A block of data

---

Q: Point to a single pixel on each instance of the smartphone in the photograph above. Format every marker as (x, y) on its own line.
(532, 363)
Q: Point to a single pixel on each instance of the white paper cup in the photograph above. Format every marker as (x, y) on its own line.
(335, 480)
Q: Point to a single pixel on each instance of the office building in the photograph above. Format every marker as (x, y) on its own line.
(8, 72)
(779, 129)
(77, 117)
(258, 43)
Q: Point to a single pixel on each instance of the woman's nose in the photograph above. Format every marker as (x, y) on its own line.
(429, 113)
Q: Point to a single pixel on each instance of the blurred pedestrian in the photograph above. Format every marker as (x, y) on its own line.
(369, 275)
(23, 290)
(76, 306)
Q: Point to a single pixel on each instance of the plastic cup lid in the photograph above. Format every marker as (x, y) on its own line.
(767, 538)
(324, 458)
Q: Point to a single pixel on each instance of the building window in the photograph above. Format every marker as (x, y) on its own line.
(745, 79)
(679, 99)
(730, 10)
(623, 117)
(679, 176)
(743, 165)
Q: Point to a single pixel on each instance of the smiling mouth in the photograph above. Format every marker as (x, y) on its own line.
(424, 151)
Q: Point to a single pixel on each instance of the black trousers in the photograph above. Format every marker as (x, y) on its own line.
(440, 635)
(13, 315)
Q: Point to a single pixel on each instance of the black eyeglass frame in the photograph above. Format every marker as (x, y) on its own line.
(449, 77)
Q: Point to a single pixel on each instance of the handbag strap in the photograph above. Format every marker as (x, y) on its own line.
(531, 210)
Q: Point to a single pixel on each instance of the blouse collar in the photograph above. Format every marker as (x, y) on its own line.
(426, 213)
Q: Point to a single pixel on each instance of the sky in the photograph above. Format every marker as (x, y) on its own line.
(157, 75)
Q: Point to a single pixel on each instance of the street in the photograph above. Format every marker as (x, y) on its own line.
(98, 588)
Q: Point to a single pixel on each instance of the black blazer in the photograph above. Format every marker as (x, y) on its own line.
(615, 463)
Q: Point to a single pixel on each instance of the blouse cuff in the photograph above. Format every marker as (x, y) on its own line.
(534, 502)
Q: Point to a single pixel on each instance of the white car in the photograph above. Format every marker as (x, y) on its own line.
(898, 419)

---

Direction:
Repeat all of the records above exactly as written.

Complete output:
Q: Point to a single pixel on each instance of the smartphone in the photograph above. Format every marker as (x, y) on its own line.
(532, 363)
Q: Point to a single pixel on each instance of the white paper cup in the photograph above. Format every marker as (x, y) on its own line.
(335, 480)
Q: Point to a single pixel on each instance of the office building in the photograph above. Format every marker as (x, y) on its own line.
(8, 72)
(779, 129)
(77, 117)
(258, 43)
Q: Point to a single pixel on each instance of the woman's nose in the photograph above. Format every marker as (x, y) on its own line.
(429, 113)
Q: Point to a single pixel on each instance of the blurred pedestrian in the photograph above. Format every marker as (x, y) on its own line.
(369, 275)
(23, 290)
(76, 306)
Q: Point to a single pixel on each instance of the plastic cup lid in the photograph above. Format every marker as (x, y) on its own line.
(767, 538)
(324, 458)
Q: Point to a single pixel on each instance of the building window in the photograph above. Format every marker as (x, y) on its own line.
(745, 79)
(679, 99)
(730, 10)
(623, 117)
(679, 176)
(743, 165)
Q: Point to a single pixel on each instance of the smiling mouth in the photograph above. Format every marker as (x, y) on its own line.
(424, 151)
Q: Point to a single pixel on each instance of the black trousers in the photograph above. Format every marker as (x, y) on its own line.
(440, 635)
(13, 315)
Q: Point to a single pixel on each instance of the black eyeglass frame in the photograph above. Format every marker as (x, y) on its own line.
(449, 77)
Q: Point to a single pixel on each instance of the handbag strap in the photograph above. Format every marker as (x, y) on its own line.
(531, 210)
Q: Point to a single pixel on each instance of the blouse collar in the photograph above. Format every marker as (x, y) on its own line.
(426, 213)
Q: Point to a single pixel on each instance of the sky in the photograph above. Format every marker as (x, y) on its own line.
(157, 75)
Q: Point to a single pixel on each instance of the street in the photograph above. Format every marker as (x, y) on its own line.
(98, 588)
Q: Point to a single pixel on each instance of the black blazer in the photograph above. Format every marker as (x, y) on its own line.
(615, 463)
Q: Point to a single pixel on each instance of the blouse cuff in the photograph above. Format every marker as (x, y) on its own line.
(534, 502)
Q: Point to a single pixel on each instance of the white car in the photograph above. Format every marker as (x, y) on its own line.
(898, 419)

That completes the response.